Lines in the records below that contain the word "ladder" must each be copied.

(Natural-language object grounding data)
**********

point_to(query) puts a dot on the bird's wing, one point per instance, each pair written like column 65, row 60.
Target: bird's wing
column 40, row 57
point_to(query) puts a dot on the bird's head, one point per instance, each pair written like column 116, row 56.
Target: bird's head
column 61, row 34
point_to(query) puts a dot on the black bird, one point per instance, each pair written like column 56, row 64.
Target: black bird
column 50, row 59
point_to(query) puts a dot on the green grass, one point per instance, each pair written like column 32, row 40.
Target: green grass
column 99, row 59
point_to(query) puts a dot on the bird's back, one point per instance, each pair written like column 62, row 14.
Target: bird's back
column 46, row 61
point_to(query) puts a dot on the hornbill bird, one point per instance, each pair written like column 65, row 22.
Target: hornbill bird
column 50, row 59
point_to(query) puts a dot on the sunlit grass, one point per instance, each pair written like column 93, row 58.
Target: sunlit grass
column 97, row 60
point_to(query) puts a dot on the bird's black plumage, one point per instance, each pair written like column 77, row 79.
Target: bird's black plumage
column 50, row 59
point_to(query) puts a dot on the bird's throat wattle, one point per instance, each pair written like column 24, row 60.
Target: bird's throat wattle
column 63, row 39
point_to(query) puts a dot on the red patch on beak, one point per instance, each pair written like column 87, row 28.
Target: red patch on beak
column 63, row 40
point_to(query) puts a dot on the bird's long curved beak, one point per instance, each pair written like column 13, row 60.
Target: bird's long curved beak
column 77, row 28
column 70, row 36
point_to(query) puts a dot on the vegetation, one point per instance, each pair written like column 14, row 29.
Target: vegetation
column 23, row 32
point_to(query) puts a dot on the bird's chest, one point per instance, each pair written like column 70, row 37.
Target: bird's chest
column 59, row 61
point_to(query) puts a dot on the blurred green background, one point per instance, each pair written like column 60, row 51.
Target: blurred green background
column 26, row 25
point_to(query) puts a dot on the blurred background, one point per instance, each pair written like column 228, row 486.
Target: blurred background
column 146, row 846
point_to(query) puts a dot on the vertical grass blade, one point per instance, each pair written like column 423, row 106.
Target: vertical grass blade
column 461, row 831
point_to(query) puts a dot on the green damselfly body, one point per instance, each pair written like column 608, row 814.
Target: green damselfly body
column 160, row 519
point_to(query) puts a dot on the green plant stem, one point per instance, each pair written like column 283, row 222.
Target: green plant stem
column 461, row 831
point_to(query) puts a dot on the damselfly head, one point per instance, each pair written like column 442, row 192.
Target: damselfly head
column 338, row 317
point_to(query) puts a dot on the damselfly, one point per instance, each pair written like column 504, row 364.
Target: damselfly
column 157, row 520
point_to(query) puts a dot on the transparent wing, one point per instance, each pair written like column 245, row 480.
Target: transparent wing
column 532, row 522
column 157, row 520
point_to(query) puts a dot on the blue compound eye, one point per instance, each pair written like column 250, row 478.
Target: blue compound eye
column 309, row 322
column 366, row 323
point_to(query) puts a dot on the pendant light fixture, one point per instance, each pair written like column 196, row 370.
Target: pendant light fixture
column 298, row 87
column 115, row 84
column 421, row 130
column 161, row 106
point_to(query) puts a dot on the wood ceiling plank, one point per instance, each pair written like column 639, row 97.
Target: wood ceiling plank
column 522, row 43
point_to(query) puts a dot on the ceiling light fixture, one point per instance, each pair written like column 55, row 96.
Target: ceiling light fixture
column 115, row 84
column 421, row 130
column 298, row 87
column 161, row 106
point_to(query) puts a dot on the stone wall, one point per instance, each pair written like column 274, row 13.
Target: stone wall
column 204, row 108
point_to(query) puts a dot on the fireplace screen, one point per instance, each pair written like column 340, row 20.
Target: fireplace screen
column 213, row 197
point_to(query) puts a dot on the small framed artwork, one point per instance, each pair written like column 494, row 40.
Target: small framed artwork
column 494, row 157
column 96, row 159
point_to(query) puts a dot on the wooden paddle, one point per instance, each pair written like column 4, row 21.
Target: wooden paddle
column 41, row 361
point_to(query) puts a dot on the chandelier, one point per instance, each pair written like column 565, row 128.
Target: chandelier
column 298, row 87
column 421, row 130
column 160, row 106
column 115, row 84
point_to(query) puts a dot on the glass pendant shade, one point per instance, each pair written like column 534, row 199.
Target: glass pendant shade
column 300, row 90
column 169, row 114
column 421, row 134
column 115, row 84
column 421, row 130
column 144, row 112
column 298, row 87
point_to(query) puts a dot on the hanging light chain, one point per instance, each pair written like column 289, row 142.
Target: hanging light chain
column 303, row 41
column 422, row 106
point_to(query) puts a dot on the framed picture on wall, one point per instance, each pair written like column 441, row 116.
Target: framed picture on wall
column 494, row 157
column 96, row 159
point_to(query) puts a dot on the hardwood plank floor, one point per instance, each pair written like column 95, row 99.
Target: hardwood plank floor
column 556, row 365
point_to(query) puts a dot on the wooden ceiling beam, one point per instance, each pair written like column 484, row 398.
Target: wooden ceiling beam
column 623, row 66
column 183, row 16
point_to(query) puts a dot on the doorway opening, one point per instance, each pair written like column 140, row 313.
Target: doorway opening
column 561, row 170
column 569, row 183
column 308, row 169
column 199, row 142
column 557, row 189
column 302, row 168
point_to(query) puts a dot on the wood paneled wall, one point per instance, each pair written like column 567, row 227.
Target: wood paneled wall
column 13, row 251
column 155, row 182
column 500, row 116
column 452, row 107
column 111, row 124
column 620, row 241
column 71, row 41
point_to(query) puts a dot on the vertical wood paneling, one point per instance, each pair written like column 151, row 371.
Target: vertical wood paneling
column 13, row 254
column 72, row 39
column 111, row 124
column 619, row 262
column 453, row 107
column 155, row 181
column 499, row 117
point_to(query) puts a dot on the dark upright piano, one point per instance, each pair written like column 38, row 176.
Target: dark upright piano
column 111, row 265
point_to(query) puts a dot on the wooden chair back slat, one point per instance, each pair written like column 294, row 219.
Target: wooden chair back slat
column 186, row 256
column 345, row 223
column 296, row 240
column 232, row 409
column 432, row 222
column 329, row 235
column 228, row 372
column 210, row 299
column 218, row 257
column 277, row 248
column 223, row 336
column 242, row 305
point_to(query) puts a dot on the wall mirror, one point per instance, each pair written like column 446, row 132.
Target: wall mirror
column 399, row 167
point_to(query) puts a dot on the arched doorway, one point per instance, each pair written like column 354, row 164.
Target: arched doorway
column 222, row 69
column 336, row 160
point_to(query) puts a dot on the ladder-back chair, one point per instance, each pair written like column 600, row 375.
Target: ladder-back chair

**********

[Response to this exercise]
point_to(query) puts a dot on the ladder-back chair, one point per instance, each pair written like column 600, row 375.
Target: ladder-back chair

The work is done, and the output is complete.